» Texte fourni
╭──
18. Le Tribunal fédéral poursuivit en exposant que le requérant courait le risque de se voir infliger une lourde peine privative de liberté, de plusieurs années, ce qui représentait une incitation importante à la fuite. Il nota que, certes, le requérant était resté en Suisse après sa libération de la détention pour motifs de sûreté le 22 novembre 2013 (paragraphe 4 ci‑dessus), malgré sa condamnation en première instance par la juridiction pénale de Bâle-Ville, mais que la procédure d’appel pendante dans le canton d’Argovie faisait peser des soupçons encore plus importants sur sa personne comparativement à ceux résultant de la procédure d’appel dans le canton de Bâle‑Ville. La haute juridiction observa également que le requérant avait pris des précautions pour pouvoir voyager en Turquie et que sa situation professionnelle avait évolué puisqu’il avait vendu le commerce qu’il possédait (une boucherie) à sa sœur le 29 juillet 2014. Elle releva que, certes, le centre de gravité de la vie du requérant se trouvait en Suisse, mais que les procédures pénales en cours avaient eu des répercussions sur les relations de l’intéressé avec son ex-femme, son ex-belle-mère et la partie plaignante. En outre, le Tribunal fédéral considéra que le requérant saurait s’en sortir en Turquie, pays qu’il avait quitté à l’âge de 17 ans, dont il parlait la langue et dans lequel il disposait encore d’un réseau personnel. Après examen de toutes ces circonstances, le Tribunal fédéral estima que c’était à raison que l’instance inférieure avait conclu à l’existence d’un risque de fuite concret et prononcé.
19. Le 15 octobre 2015, le jugement motivé du tribunal de première instance du 16 avril 2015 fut notifié au requérant.
20. Le 19 octobre 2015, ce dernier soumit une demande de remise en liberté, au besoin sous conditions (confiscation des pièces d’identité, présentation régulière auprès d’un service administratif, port d’un bracelet électronique, fourniture de sûretés, ou bien combinaison de ces mesures de substitution). Le 6 novembre 2015, cette demande fut rejetée par le tribunal cantonal d’Argovie.
21. Par un arrêt 1B_401/2015 du 30 novembre 2015, le Tribunal fédéral ordonna la remise en liberté du requérant, après avoir examiné la motivation écrite retenue par le tribunal de première instance, lequel avait procédé à une appréciation des preuves complète et minutieuse (umfassende und sorgfältige Beweiswürdigung). En outre, il ordonna au tribunal cantonal d’Argovie de remettre le requérant en liberté et l’invita à ordonner des mesures moins sévères en lieu et place de la détention pour motifs de sûreté.
╰──
» Objectif énoncé 1
Affichez toutes les lignes de la liste qui contiennent la chaîne "side".
La liste n'a aucun lien avec le texte.

» Données à traiter
╭──
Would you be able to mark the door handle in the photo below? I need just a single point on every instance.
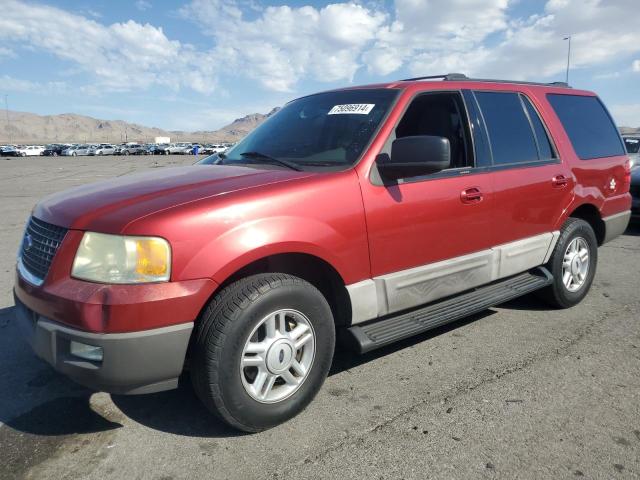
(471, 195)
(559, 181)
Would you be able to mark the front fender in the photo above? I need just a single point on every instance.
(222, 256)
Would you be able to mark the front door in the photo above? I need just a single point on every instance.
(430, 237)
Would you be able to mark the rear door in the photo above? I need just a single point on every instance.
(532, 185)
(601, 157)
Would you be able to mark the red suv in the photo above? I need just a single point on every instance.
(379, 212)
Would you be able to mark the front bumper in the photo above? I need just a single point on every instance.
(133, 363)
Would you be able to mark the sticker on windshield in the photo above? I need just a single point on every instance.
(352, 108)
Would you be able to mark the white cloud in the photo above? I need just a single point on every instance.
(626, 115)
(121, 56)
(143, 5)
(279, 46)
(6, 52)
(11, 84)
(285, 44)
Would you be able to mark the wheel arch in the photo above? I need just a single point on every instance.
(590, 214)
(311, 268)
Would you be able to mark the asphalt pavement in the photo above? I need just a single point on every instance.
(519, 391)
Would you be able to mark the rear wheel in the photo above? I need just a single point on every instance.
(572, 264)
(262, 350)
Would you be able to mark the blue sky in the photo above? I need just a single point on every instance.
(199, 64)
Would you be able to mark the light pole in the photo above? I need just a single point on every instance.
(6, 109)
(568, 58)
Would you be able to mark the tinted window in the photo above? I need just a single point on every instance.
(588, 125)
(544, 145)
(632, 144)
(509, 129)
(441, 115)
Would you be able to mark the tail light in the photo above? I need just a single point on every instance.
(626, 183)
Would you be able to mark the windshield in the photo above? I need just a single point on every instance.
(632, 144)
(328, 129)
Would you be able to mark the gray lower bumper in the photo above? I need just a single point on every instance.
(615, 225)
(139, 362)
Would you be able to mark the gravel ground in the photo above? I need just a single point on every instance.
(518, 391)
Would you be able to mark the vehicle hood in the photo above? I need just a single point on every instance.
(109, 206)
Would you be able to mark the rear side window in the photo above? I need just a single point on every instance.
(544, 145)
(588, 125)
(510, 132)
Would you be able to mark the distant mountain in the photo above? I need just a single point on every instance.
(69, 127)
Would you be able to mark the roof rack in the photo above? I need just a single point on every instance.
(459, 77)
(445, 77)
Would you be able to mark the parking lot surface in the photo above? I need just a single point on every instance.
(519, 391)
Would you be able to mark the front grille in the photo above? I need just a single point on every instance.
(39, 246)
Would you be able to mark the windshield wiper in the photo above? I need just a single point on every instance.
(268, 159)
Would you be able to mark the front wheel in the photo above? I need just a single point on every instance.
(262, 350)
(572, 264)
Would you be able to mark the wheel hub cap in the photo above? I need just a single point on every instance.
(277, 356)
(280, 356)
(575, 265)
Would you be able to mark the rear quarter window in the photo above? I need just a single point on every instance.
(588, 125)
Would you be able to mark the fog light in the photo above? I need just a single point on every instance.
(88, 352)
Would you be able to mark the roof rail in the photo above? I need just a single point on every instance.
(458, 77)
(446, 76)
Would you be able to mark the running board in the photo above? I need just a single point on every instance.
(388, 330)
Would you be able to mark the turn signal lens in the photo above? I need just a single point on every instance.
(153, 254)
(122, 259)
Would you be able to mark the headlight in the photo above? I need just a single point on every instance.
(122, 259)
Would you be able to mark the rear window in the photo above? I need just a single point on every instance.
(588, 125)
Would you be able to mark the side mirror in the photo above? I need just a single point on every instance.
(415, 156)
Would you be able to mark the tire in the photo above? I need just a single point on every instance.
(574, 233)
(232, 320)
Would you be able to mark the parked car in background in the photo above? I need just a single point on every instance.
(8, 151)
(76, 150)
(373, 213)
(194, 149)
(635, 192)
(103, 149)
(30, 150)
(54, 149)
(158, 149)
(177, 148)
(632, 144)
(130, 149)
╰──
» Objectif énoncé 2
Présentez sous forme de liste à puces le paragraphe du texte commençant par « Par un arrêt 1B_401/2015 », en conservant ses faits essentiels.

» Réponse rédigée 1
Would you be able to mark the rear side window in the photo above? I need just a single point on every instance.
Would you be able to mark the side mirror in the photo above? I need just a single point on every instance.

» Réponse rédigée 2
- Le Tribunal fédéral rend l'arrêt 1B_401/2015 le 30 novembre 2015.
- Il ordonne la remise en liberté du requérant.
- Il se fonde sur la motivation écrite du tribunal de première instance, qui avait procédé à une appréciation des preuves complète et minutieuse.
- Il ordonne au tribunal cantonal d'Argovie de libérer le requérant.
- Il invite ce tribunal à ordonner des mesures moins sévères à la place de la détention pour motifs de sûreté.